- Task goal: Extract the data exactly, missing nothing.
— Start Material for the task —
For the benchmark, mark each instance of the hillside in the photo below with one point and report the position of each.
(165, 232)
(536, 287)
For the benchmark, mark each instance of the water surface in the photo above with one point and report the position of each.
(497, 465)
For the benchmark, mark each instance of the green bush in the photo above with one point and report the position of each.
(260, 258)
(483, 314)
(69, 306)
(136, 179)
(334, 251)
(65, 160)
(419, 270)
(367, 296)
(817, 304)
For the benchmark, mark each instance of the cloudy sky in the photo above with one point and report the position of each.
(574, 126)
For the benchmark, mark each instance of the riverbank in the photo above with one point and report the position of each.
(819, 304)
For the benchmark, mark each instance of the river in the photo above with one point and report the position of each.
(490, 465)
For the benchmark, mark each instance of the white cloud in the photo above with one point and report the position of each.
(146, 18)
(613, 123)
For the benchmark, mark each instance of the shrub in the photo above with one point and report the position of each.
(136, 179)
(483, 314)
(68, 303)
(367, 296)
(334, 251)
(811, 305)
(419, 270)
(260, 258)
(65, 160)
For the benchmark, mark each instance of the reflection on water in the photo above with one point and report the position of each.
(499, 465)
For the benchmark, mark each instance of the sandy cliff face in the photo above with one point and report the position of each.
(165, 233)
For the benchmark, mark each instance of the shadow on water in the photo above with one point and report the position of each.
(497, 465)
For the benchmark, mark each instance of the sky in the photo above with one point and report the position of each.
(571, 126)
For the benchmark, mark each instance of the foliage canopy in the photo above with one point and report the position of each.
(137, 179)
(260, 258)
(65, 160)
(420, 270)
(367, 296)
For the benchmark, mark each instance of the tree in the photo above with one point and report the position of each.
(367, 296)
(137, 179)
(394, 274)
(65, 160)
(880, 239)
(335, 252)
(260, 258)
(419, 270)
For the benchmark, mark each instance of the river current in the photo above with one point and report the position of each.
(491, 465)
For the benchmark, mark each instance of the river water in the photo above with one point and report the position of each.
— End Material for the task —
- Solution:
For the benchmark, mark each instance of the hillside in the photo below with one point and report the position of each.
(165, 232)
(536, 287)
For the benchmark, mark each instance of the water surface in the photo above with one point and report the position of each.
(497, 465)
For the benchmark, mark each instance of the green bush in the photo above with one point and report the position of each.
(260, 258)
(483, 314)
(69, 306)
(136, 179)
(334, 251)
(65, 160)
(419, 270)
(367, 296)
(817, 304)
For the benchmark, mark each instance of the cloudy sky in the photo above with one point and report the position of each.
(574, 126)
For the benchmark, mark each instance of the riverbank in the photo above with one point and report the position of each.
(819, 304)
For the benchmark, mark each instance of the river in the photo above with one point and report the position of each.
(490, 465)
For the benchmark, mark each instance of the white cloud in the photo above with one point and report the position of each.
(146, 18)
(613, 123)
For the benchmark, mark each instance of the shrub in the photo above with one point and report the position of each.
(136, 179)
(483, 314)
(68, 303)
(367, 296)
(334, 251)
(811, 305)
(419, 270)
(260, 258)
(65, 160)
For the benchmark, mark each instance of the reflection on water in the photo above with one point and report the position of each.
(499, 465)
For the benchmark, mark each instance of the sandy cliff face in the photo above with one point and report the position of each.
(165, 233)
For the benchmark, mark each instance of the shadow on water in the photo above with one point and report the position of each.
(497, 465)
For the benchmark, mark each instance of the sky in the photo above with one point and report the position of each.
(571, 126)
For the benchmark, mark each instance of the foliage canopy in the photo above with one point and report the position of each.
(137, 179)
(260, 258)
(65, 160)
(420, 270)
(367, 296)
For the benchmark, mark each instance of the tree in the photo above with one point and report the position of each.
(367, 296)
(137, 179)
(394, 274)
(65, 160)
(880, 239)
(335, 252)
(260, 258)
(419, 270)
For the benchmark, mark each instance of the river current in the photo above with one point and report the position of each.
(491, 465)
For the benchmark, mark each instance of the river water in the photo above with one point and report the position of each.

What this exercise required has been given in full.